* [WHAT IS REQUIRED]: Starting with the line that contains "Question. Indicate the insect" and going on through the line that contains "x=491 y=267", with both of those lines included, put the entries below into a numbered list. Leave out any blank lines.

* [WORKING DATA]:
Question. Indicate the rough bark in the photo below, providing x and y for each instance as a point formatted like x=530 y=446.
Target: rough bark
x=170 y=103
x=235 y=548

==

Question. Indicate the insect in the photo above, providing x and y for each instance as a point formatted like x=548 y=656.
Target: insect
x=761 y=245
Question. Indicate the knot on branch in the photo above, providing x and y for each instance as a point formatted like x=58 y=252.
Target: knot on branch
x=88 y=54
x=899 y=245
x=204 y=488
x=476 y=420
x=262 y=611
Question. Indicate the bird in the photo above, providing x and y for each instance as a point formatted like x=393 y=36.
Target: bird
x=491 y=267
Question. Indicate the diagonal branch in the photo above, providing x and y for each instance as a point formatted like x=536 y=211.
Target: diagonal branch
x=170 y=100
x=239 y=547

* [RESULT OF THE EXERCISE]:
1. Question. Indicate the insect in the photo above, providing x and y for each instance as a point formatted like x=548 y=656.
2. Target: insect
3. x=761 y=245
4. Question. Indicate the knot on branch in the photo above, providing x and y for each instance as a point formatted like x=58 y=252.
5. Target: knot on branch
6. x=88 y=54
7. x=899 y=245
8. x=204 y=488
9. x=476 y=420
10. x=262 y=611
11. Question. Indicate the bird in the photo above, providing x and y for each instance as a point formatted like x=393 y=36.
12. Target: bird
13. x=491 y=267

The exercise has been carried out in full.